* **Extracted text**
[Start of section]

John Hurrell – 16 August, 2018
Weston calls his show 'Eschathon', a word for the final stages leading to the extinguishing of life on the planet. Although many of the references don't cohere chronologically the aircraft skin could be a metaphor for feeble planetary protection—a kind of woeful shield—and 'stereo dee.discovery' possibly a symbolic fire extinguisher that sets out to confront the impending conflagration.
With this exhibition Ian Peter Weston continues the fixation he is known for, an obsession with aircraft design (often Lancaster bombers from WW2) and the panelled metal skins that cover their tubular fuselage. He typically combines this intense interest with an investigation of the gallery space, projecting sculpture directly horizontally out from the wall or—as in this show—having a aluminium panelled screen (after icarus fallen) going out towards the centre of the room.

[End of section]

* **Required action A**
Return the stretch of the exhibition review from "John Hurrell –" through "the impending conflagration.", copied word for word.
* **Required action B**
According to the exhibition review, which aircraft does Weston's work often draw on?

* **Excerpted records**
[Start of section]

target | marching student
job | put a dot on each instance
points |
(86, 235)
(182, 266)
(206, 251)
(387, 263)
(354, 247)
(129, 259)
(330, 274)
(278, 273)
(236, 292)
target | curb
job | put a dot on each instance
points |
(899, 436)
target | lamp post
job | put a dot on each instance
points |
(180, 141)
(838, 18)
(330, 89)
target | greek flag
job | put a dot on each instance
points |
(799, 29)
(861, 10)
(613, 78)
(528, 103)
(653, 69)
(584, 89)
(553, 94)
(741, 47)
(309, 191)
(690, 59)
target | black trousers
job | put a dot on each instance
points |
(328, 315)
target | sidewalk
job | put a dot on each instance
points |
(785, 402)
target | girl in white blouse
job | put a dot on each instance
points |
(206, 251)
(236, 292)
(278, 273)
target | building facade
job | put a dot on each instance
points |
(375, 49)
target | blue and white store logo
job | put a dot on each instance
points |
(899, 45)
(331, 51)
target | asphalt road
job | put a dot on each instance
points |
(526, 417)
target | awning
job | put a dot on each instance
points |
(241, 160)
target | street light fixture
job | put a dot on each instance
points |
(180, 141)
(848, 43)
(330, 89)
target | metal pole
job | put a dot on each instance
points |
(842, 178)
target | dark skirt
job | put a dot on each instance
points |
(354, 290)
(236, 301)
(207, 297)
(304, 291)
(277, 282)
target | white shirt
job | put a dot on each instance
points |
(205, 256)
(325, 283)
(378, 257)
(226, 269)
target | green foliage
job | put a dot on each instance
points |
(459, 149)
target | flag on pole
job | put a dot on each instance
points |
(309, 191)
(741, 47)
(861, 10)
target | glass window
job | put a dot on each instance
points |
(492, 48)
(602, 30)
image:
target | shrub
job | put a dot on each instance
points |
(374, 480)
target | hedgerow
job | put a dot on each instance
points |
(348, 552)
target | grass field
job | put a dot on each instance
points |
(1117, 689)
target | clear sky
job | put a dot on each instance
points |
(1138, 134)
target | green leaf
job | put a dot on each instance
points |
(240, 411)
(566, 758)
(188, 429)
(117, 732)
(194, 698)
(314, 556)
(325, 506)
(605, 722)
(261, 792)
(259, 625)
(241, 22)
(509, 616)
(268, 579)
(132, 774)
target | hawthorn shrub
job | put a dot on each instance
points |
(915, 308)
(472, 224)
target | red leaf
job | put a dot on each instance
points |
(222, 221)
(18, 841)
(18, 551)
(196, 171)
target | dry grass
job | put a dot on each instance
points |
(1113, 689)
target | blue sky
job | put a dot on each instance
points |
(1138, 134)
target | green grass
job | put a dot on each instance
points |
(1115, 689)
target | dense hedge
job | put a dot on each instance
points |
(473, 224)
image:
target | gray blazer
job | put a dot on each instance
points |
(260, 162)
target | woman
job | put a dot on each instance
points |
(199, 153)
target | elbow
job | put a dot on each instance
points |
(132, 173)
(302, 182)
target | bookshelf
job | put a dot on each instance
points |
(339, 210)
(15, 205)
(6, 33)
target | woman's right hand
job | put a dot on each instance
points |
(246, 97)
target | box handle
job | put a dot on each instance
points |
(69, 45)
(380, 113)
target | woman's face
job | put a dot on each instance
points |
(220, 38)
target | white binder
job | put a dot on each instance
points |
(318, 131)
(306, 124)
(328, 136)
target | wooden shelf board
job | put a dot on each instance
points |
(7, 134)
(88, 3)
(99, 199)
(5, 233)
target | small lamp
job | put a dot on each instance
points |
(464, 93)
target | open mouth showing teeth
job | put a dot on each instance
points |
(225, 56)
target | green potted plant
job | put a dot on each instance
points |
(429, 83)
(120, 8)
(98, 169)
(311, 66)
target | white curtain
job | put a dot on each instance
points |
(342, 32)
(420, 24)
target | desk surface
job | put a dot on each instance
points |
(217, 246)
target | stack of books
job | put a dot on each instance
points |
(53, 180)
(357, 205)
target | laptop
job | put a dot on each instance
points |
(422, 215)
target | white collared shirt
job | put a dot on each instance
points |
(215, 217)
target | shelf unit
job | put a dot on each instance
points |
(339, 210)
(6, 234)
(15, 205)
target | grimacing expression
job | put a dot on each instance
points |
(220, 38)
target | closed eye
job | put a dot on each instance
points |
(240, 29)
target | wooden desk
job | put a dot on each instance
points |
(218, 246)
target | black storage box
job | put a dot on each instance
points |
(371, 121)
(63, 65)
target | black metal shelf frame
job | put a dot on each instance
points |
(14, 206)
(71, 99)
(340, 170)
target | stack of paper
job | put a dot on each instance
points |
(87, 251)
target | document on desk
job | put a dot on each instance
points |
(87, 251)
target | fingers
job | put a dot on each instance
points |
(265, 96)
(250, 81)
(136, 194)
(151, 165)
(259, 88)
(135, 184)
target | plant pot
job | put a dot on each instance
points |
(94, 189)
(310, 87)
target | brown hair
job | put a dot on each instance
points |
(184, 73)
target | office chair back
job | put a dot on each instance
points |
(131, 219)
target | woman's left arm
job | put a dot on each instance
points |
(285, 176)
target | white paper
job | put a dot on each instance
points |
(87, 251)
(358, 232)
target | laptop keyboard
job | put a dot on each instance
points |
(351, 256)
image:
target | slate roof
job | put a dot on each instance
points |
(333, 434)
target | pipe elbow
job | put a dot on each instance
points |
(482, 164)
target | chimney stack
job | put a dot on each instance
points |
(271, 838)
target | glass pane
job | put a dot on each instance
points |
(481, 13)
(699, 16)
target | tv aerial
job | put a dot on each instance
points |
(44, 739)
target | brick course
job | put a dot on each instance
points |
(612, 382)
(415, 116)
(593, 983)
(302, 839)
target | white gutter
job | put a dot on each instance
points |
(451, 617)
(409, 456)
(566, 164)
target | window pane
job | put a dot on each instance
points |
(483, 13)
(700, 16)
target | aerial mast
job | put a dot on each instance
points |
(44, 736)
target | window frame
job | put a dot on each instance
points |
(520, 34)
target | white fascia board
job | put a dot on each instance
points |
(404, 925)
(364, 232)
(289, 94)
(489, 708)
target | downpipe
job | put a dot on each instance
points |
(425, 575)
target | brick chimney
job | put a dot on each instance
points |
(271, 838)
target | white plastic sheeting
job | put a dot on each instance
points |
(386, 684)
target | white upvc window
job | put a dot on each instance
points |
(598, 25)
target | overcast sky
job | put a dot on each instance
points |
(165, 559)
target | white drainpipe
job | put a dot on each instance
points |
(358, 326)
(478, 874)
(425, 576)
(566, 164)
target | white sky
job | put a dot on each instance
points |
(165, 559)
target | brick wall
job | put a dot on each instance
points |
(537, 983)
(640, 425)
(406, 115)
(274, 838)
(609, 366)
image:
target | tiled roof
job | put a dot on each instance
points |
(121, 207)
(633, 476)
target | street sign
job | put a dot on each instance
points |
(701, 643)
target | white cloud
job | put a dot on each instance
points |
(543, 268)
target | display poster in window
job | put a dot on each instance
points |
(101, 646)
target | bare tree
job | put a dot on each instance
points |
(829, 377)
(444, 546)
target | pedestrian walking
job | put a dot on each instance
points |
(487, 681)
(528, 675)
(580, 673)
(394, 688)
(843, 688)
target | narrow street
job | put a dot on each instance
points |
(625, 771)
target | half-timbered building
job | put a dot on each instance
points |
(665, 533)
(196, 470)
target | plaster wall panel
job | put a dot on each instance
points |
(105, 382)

[End of section]

* **Final answer A**
John Hurrell – 16 August, 2018
Weston calls his show 'Eschathon', a word for the final stages leading to the extinguishing of life on the planet. Although many of the references don't cohere chronologically the aircraft skin could be a metaphor for feeble planetary protection—a kind of woeful shield—and 'stereo dee.discovery' possibly a symbolic fire extinguisher that sets out to confront the impending conflagration.

* **Final answer B**
Lancaster bombers from the Second World War.